··· Provided data

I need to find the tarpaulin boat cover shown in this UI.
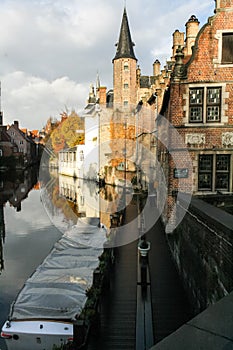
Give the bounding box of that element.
[10,220,106,320]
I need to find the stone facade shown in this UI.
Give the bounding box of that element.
[158,0,233,227]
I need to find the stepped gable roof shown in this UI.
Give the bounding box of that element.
[140,75,156,88]
[113,9,137,60]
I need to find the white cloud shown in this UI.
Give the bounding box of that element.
[0,0,214,128]
[2,72,88,129]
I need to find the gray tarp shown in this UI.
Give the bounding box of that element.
[11,220,106,320]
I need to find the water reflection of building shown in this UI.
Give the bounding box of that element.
[59,175,119,228]
[0,168,37,211]
[0,204,5,271]
[0,168,37,271]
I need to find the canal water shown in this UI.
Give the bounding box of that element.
[0,169,62,350]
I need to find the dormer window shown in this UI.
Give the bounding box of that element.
[222,33,233,64]
[189,86,222,123]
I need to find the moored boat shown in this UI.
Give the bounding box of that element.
[1,218,106,350]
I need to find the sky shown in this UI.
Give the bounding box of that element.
[0,0,215,130]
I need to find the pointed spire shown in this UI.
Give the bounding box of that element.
[96,71,100,91]
[113,8,137,60]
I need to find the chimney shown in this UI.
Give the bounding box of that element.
[185,15,200,56]
[14,120,19,129]
[172,29,184,61]
[153,60,160,77]
[99,86,107,105]
[14,120,19,129]
[215,0,233,12]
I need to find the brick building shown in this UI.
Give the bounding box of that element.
[158,0,233,227]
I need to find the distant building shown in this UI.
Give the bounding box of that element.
[6,121,37,167]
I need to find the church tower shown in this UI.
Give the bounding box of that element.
[113,9,137,106]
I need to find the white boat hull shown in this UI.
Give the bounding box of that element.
[1,320,73,350]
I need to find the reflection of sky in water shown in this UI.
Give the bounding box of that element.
[0,190,61,350]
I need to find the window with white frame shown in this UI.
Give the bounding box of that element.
[189,86,222,123]
[198,154,231,191]
[221,32,233,64]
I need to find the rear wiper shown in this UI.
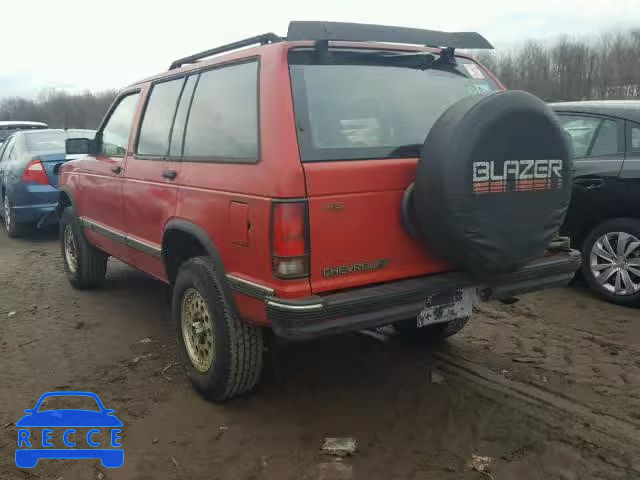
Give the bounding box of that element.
[335,53,469,78]
[389,143,422,157]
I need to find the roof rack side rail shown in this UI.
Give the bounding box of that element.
[287,21,493,49]
[169,33,282,70]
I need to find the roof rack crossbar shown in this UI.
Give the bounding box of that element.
[169,33,282,70]
[287,21,493,49]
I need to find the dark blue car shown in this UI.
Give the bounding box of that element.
[16,391,124,468]
[0,129,95,237]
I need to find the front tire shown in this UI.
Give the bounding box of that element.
[581,218,640,306]
[393,317,471,342]
[60,207,108,290]
[172,257,264,401]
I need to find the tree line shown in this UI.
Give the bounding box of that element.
[0,30,640,128]
[0,90,117,129]
[477,30,640,101]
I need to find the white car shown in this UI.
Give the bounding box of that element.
[0,120,49,145]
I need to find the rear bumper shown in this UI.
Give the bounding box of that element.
[10,184,58,226]
[11,203,58,226]
[267,250,581,340]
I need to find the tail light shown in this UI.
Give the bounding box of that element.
[22,159,49,185]
[271,201,309,278]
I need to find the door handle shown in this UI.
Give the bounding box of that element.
[575,178,604,190]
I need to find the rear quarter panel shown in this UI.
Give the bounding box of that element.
[176,44,310,321]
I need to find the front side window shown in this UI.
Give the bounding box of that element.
[136,78,184,157]
[558,115,601,158]
[183,62,258,162]
[101,92,140,157]
[631,127,640,152]
[289,49,500,161]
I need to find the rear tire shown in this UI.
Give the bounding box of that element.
[172,257,264,401]
[393,317,471,342]
[2,193,27,238]
[581,218,640,306]
[60,207,108,290]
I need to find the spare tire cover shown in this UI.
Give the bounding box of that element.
[412,90,572,275]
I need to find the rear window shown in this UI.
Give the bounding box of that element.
[26,130,95,152]
[289,49,500,161]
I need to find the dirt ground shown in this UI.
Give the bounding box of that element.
[0,231,640,480]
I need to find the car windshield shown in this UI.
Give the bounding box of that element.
[289,49,500,161]
[38,395,101,412]
[0,125,47,143]
[27,130,95,152]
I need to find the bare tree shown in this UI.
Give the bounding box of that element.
[0,89,116,128]
[478,30,640,101]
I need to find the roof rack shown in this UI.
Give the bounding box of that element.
[169,33,283,70]
[287,21,493,49]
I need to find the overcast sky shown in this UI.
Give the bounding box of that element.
[0,0,640,98]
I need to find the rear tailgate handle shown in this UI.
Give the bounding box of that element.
[575,178,604,190]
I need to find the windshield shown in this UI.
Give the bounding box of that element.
[0,125,47,143]
[289,50,499,161]
[26,130,95,152]
[38,395,100,412]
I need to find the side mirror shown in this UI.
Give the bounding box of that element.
[64,138,96,155]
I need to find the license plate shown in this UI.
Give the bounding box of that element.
[418,288,476,327]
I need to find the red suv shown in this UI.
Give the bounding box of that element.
[59,22,580,400]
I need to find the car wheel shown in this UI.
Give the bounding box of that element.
[2,193,26,238]
[60,207,108,289]
[393,317,471,342]
[172,257,264,401]
[582,218,640,306]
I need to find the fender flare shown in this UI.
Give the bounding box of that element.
[56,187,78,218]
[161,218,240,318]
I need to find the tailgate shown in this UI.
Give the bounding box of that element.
[303,159,450,293]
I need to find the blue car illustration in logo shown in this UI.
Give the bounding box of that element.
[16,391,124,468]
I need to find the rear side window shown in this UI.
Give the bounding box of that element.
[631,127,640,152]
[183,62,259,162]
[136,78,184,157]
[169,75,198,157]
[589,120,620,157]
[101,92,140,157]
[558,115,601,158]
[289,49,500,161]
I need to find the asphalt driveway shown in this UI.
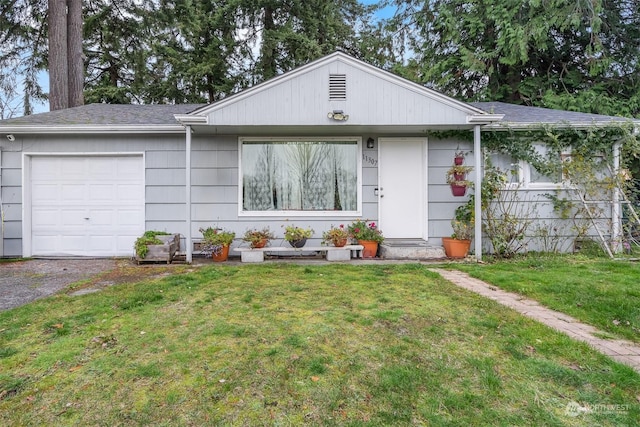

······

* _Written exercise_
Put every line of the records above into a numbered list, skipping blank lines and leaving out the pictures.

* _Complete output_
1. I need to find the tarpaulin boat cover shown in this UI.
2. Give the bounding box of that element.
3. [10,220,106,320]
4. I need to find the stone facade shown in this UI.
5. Give the bounding box of that element.
6. [158,0,233,227]
7. I need to find the stepped gable roof shown in this UI.
8. Give the bounding box of that element.
9. [140,75,156,88]
10. [113,9,137,60]
11. I need to find the white cloud shown in this UI.
12. Give the bounding box of that element.
13. [0,0,214,128]
14. [2,72,88,129]
15. I need to find the gray tarp shown in this UI.
16. Give the bounding box of that element.
17. [11,220,106,320]
18. I need to find the water reflection of building shown in this UI.
19. Give the bounding box of that element.
20. [59,175,119,228]
21. [0,168,37,211]
22. [0,204,5,271]
23. [0,168,37,271]
24. I need to find the canal water shown in this UI.
25. Give the bounding box of that element.
26. [0,169,62,350]
27. I need to find the dormer window shown in this UI.
28. Give the bounding box of that element.
29. [222,33,233,64]
30. [189,86,222,123]
31. I need to find the moored boat shown in this UI.
32. Give the bounding box of that element.
33. [1,218,106,350]
34. I need to find the sky shown in this UI.
35. Give the bounding box of that element.
36. [0,0,215,130]
37. I need to find the pointed spire shown in this UI.
38. Give the bounding box of that element.
39. [96,71,100,91]
40. [113,8,137,60]
41. I need to find the chimney shown in this UI.
42. Give the bounding box of that element.
43. [185,15,200,56]
44. [14,120,19,129]
45. [172,29,184,61]
46. [153,60,160,77]
47. [99,86,107,105]
48. [14,120,19,129]
49. [215,0,233,12]
50. I need to find the brick building shown in this UI.
51. Give the bounding box of that element.
52. [158,0,233,227]
53. I need to find the distant building shown in this UI.
54. Give the bounding box of that element.
55. [6,121,37,167]
56. I need to find the church tower shown in this UI.
57. Give the bounding box of that element.
58. [113,9,137,106]
59. I need to find the white boat hull shown in this UI.
60. Give the bounding box of that element.
61. [1,320,73,350]
62. I need to find the reflection of sky in water shown in this UI.
63. Give the bounding box of that element.
64. [0,190,61,350]
65. I need to find the window with white frame shown in this UI.
66. Give the bounding box of that element.
67. [189,86,222,123]
68. [198,154,231,191]
69. [221,32,233,64]
70. I need to find the rear wiper shown in this UI.
71. Give the bounding box of that element.
72. [335,53,469,78]
73. [389,143,422,157]
74. I need to find the roof rack side rail shown in this UI.
75. Give the bounding box of that element.
76. [287,21,493,49]
77. [169,33,282,70]
78. I need to find the roof rack crossbar shown in this UI.
79. Give the bounding box of that element.
80. [169,33,282,70]
81. [287,21,493,49]
82. I need to find the dark blue car shown in this UI.
83. Give the bounding box of that element.
84. [16,391,124,468]
85. [0,129,95,237]
86. I need to find the front tire shown in this UI.
87. Give the bounding box of that element.
88. [581,218,640,306]
89. [393,317,471,342]
90. [60,207,108,290]
91. [172,257,264,401]
92. I need to find the tree line shown in this UI.
93. Give the bounding box of that element.
94. [0,30,640,128]
95. [0,90,117,129]
96. [477,30,640,101]
97. I need to find the white car shown in this UI.
98. Give the bounding box of that element.
99. [0,120,49,145]
100. I need to find the rear bumper shown in this UI.
101. Give the bounding box of that element.
102. [10,184,58,226]
103. [11,203,58,226]
104. [267,250,581,340]
105. I need to find the tail light shown in this UI.
106. Give the bounding box of that element.
107. [22,159,49,185]
108. [271,201,309,278]
109. I need to find the door handle shown in this UI.
110. Give the bounding box of that element.
111. [575,178,604,190]
112. I need to find the rear quarter panel shown in this UI.
113. Give the bounding box of that element.
114. [176,44,310,321]
115. I need to find the front side window shown in this UI.
116. Give the bounding box of that element.
117. [136,78,184,157]
118. [558,115,601,158]
119. [183,62,258,162]
120. [101,92,140,157]
121. [631,127,640,152]
122. [289,49,500,161]
123. I need to find the rear tire shown in this UI.
124. Give the bounding box of that element.
125. [172,257,264,401]
126. [393,317,471,342]
127. [2,193,27,238]
128. [581,218,640,306]
129. [60,207,108,290]
130. I need to find the spare tire cover shown in this UI.
131. Give the bounding box of that element.
132. [412,90,572,275]
133. I need to find the rear window shown in this UI.
134. Give the bounding box of that element.
135. [26,130,95,152]
136. [289,49,500,161]
137. I need to find the dirt ground shown in this UI.
138. Give the bounding box of that element.
139. [0,231,640,480]
140. I need to find the car windshield shown in this UI.
141. Give the bounding box of that element.
142. [289,49,500,161]
143. [38,395,101,412]
144. [0,125,47,143]
145. [27,130,95,152]
146. I need to find the bare tree shown in this UI.
147. Give the bounding box of that element.
148. [0,89,116,128]
149. [478,30,640,101]
150. I need to find the roof rack shown in this UI.
151. Give the bounding box of that element.
152. [169,33,283,70]
153. [287,21,493,49]
154. I need to find the overcast sky shown in this UI.
155. Give the bounding box of that element.
156. [0,0,640,98]
157. I need to find the rear tailgate handle shown in this UI.
158. Give the bounding box of that element.
159. [575,178,604,190]
160. I need to find the windshield shown in this UI.
161. Give the bounding box of that element.
162. [0,125,47,143]
163. [289,50,499,161]
164. [26,130,95,152]
165. [38,395,100,412]
166. I need to find the side mirror shown in this UI.
167. Give the bounding box of that element.
168. [64,138,96,155]
169. I need to find the license plate shown in this UI.
170. Give the bounding box of that element.
171. [418,288,476,327]
172. I need to find the red suv shown in this UI.
173. Give the bounding box of that element.
174. [59,22,580,400]
175. I need to find the car wheel shown in this UI.
176. Give the bounding box of that element.
177. [2,193,26,238]
178. [60,207,108,289]
179. [393,317,471,342]
180. [172,257,264,401]
181. [582,218,640,306]
182. I need to find the fender flare shown in this UI.
183. Give the bounding box of that element.
184. [56,187,78,218]
185. [161,218,240,318]
186. I need to find the tailgate shown in this UI.
187. Give the bounding box of that element.
188. [303,159,450,293]
189. I need to find the blue car illustration in logo shown in this UI.
190. Give the bounding box of that element.
191. [16,391,124,468]
192. I need to find the rear side window shown in this UI.
193. Give the bounding box of that element.
194. [631,127,640,152]
195. [183,62,259,162]
196. [136,78,184,157]
197. [169,75,198,157]
198. [589,120,620,157]
199. [101,92,140,157]
200. [558,115,601,158]
201. [289,49,500,161]
202. I need to find the asphalt driveway shown in this UI.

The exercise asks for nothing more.